All entries should be output exactly as they stand.
(RECORDS FOR THE EXERCISE begins)
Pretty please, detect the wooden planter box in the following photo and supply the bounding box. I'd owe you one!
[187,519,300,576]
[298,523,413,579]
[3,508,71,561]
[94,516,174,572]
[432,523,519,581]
(RECORDS FOR THE EXERCISE ends)
§ **OUTPUT BELOW**:
Pretty please, detect the wooden planter box in the following photo and supply the bounding box. I'd owe you one!
[187,519,300,576]
[298,523,413,579]
[3,508,71,561]
[94,516,174,572]
[432,523,519,581]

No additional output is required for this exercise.